Outline labeling records:
## Start
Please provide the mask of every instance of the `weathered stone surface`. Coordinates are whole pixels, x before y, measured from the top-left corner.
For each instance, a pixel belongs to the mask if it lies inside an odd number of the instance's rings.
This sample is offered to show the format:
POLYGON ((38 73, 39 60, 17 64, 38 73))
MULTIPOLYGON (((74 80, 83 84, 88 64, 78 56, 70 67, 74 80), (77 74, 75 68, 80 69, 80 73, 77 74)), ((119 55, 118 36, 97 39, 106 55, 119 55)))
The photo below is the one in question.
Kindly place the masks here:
## End
## Start
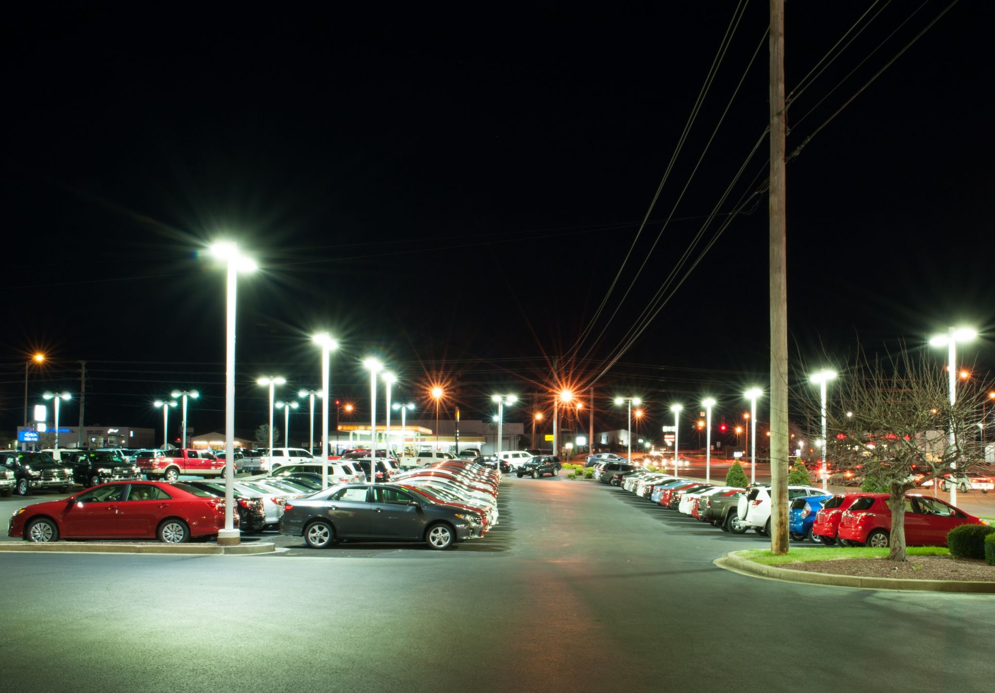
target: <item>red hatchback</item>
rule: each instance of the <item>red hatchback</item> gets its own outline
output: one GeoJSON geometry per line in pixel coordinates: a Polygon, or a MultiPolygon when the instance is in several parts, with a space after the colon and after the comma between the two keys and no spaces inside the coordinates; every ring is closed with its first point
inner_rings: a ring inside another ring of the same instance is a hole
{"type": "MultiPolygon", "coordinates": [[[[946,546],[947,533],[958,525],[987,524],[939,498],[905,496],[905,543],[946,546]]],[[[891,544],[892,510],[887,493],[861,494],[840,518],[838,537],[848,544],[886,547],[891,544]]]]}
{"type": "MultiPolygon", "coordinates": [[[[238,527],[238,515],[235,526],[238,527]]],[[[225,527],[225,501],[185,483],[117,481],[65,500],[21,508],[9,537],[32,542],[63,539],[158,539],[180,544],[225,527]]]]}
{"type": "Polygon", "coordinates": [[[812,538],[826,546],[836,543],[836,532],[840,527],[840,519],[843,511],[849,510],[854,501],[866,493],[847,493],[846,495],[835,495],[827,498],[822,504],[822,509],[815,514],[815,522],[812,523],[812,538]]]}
## End
## Start
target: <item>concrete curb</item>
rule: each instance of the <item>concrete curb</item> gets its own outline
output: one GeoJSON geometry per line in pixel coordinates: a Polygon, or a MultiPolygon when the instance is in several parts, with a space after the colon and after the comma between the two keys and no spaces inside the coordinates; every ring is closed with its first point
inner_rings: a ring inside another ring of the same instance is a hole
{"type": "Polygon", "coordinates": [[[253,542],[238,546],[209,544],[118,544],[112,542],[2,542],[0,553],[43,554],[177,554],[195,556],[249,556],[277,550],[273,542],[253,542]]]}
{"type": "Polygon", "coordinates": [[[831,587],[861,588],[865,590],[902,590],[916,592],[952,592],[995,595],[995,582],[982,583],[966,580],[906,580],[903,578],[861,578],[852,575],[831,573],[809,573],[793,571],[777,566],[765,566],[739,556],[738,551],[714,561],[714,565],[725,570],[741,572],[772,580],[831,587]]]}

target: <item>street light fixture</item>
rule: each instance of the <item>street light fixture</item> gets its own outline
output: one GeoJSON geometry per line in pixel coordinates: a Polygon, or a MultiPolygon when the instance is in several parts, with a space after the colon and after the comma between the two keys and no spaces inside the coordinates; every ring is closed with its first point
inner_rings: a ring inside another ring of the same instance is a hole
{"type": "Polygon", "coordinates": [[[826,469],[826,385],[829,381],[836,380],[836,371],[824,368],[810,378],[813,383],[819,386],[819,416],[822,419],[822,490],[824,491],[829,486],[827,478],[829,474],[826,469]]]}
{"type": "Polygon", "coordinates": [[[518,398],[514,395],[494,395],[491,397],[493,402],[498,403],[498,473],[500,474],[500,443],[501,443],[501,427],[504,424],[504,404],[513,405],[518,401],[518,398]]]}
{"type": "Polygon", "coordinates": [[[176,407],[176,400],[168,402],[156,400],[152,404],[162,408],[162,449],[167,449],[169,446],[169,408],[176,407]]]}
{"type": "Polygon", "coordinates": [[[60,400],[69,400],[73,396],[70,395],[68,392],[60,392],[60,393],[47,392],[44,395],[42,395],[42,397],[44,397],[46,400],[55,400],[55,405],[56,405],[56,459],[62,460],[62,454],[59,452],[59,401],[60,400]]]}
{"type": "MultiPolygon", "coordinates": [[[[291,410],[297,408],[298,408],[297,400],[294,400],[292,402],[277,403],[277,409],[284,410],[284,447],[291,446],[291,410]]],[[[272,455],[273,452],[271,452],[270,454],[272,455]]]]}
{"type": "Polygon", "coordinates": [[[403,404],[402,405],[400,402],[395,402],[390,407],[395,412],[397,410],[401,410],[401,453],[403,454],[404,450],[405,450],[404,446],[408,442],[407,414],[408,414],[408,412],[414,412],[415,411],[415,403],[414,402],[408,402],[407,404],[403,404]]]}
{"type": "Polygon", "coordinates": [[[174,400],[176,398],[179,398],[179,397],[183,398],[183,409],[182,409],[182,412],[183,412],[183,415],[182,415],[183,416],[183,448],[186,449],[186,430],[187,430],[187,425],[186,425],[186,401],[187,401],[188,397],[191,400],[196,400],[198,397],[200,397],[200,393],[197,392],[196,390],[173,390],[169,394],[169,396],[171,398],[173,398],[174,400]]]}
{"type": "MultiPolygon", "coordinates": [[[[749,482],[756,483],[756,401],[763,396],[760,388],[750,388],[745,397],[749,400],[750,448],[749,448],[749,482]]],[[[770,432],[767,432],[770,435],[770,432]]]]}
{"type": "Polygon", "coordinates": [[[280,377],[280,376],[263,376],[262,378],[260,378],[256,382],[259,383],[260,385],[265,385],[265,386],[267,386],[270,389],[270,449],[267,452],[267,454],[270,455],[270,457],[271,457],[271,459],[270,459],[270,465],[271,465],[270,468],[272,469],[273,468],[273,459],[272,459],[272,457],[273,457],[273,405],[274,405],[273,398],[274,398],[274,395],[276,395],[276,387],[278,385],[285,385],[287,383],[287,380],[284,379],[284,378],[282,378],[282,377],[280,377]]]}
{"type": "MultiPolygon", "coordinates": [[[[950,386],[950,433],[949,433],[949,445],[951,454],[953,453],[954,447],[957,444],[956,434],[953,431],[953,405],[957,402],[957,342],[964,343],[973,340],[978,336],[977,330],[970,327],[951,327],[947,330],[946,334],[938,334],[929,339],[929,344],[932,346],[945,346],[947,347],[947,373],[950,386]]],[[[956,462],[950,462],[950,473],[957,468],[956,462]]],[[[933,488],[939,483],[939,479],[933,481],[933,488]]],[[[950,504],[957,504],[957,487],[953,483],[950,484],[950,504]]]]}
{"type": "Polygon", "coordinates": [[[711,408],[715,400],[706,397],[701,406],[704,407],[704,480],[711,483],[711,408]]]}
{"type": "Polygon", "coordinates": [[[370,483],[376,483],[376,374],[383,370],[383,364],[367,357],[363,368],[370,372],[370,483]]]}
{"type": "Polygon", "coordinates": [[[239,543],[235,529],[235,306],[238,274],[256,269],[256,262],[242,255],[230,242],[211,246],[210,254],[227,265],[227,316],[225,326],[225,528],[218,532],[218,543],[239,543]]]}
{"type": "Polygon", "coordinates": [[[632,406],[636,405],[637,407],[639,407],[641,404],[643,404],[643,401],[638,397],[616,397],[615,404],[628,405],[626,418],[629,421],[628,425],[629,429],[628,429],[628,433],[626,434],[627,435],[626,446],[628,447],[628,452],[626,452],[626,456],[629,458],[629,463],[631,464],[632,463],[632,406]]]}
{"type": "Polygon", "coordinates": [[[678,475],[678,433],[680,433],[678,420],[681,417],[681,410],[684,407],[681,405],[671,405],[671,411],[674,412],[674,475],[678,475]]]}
## End
Reproduce the lines of the rows above verbatim, starting at the line containing "Please provide the" and ending at the line containing "Kindly place the".

» SOLVED EXERCISE:
Please provide the mask of every instance of the `weathered stone surface`. Coordinates are whole pixels, x before y, measured from the top-left corner.
For each instance, a pixel belongs to the mask if it lies inside an odd number of the instance's rings.
This sample is offered to show the format:
POLYGON ((38 73, 39 60, 17 64, 38 73))
MULTIPOLYGON (((74 80, 83 84, 88 64, 78 56, 70 67, 74 80), (77 74, 75 68, 80 69, 80 73, 77 74)), ((119 55, 118 36, 97 39, 106 55, 119 55)))
The photo below is the one in question.
Kindly place the masks here:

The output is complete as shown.